### AUFGABEN
A - Nenne bitte alle Personen, die im Artikel über die Festung und König Martin I namentlich erwähnt werden.
B - Schreibe den Artikel über die Festung und König Martin I nach seinem letzten Satz weiter.

### ARTIKEL
Der Standort wurde übrigens auf eine für uns heute sehr merkürdige Art und Weise gewählt: Man teilte eine Ziege oder irgendein anderes Tier in vier Stücke und verteilte diese an vier unterschiedlichen Stellen der Gegend. Dort wo der Tierleichnams am längsten brauchte, bevor der Zerfall einsetzte, sollte die Luft am besten sein, nahm man an. Und so baute man hier die Festung.

Martin I, der dicke König, hatte zwar jede Menge Kinder, fast alle starben aber relativ jung. Nur sein Sohn Martin zog erfolgreich im Mittelmeer für sein Land in die Schlacht. Mit 23 starb allerdings auch dieser einzig verbliebene Sohn. Der Schicksalsschlag traf den König in fortgeschrittenem Alter. Er hatte keinen Erben mehr. Wer sollte nun sein Nachfolger werden? Die Königin, Maria de Luna, war schon seit einigen Jahren verstorben. Ein neuer Thronfolger musste her, und zwar schnell, denn um die Gesundheit des Königs stand es schlecht.

### BEREITGESTELLTE DATEN

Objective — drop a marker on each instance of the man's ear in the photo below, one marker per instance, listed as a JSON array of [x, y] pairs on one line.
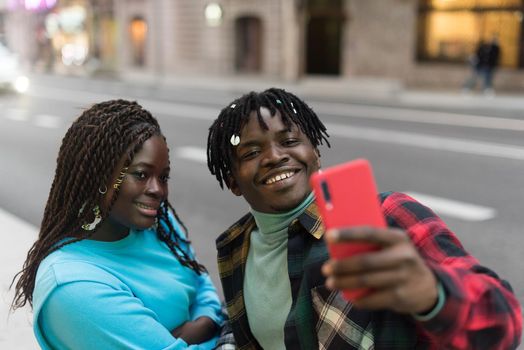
[[233, 185], [318, 158]]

### LÖSUNGEN
A -
- Martin I
- Martin, sein Sohn
- Maria de Luna

B -
Es blieb nicht die Zeit, unter den Prinzessinnen Europas zu suchen oder irgendeiner Adeligen lange den Hof zu machen. Eine halbwegs gebildete, aber vor allem junge und hoffentlich sehr fruchtbare junge Frau musste gefunden werden. So kam es, dass nur 2 Monate nach dem Tod des Sohnes König Martin wieder heiratete. Die Vermählung mit Margarita de Prades wurde hier auf Bellesguard sogar von dem in Avignon abgesetzten Gegenpapst Benedikt – Papa Luna – (wahrscheinlich mit der verstorbenen Königin verwandt) gesegnet. Trotz des päpstlichen Segens starb König Martin allerdings 1410, nur wenige Monate nach der Hochzeit, ohne einen Sohn gezeugt zu haben.

Nun gingen die Kämpfe um die Nachfolge los. Schließlich setzte sich Ferdinand von Aragon als neuer König durch. Ferdinand I. war nur leider kein Katalane. Mit Martin und seinem Sohn starb das katalanische Königshaus und die Macht verlagerte sich von nun an in den Süden, nach Aragon, denn weder Ferdinand I, noch sein Sohn Ferdinand II, zeigten besonderes Interesse an Barcelona. Ferdinand II interessierte sich mehr für das Reich seiner Frau Isabell von Kastillien und die neu entdeckten Länder Amerikas. Das Mittelmeer und damit auch die Hafenstadt Barcelona, verloren immer mehr an Bedeutung.

Genauso wie die Festung Bellesguard, vor den Toren Barcelonas. Die Burg verfiel und diente der Legende nach eine zeitlang einem berühmten Räuber als Unterschlupf: Serrallonga, einem katalanischen Robin Hood. So wie Ferran uns die Geschichten erzählt, kann man sich richtig gut vorstellen, wie damals ein Räuber hier in den nebelverhangenen Ruinen seinen Unterschlupf fand, die Reichen beklaute, um den Armen zu helfen und vor den Soldaten floh. Echt filmreif!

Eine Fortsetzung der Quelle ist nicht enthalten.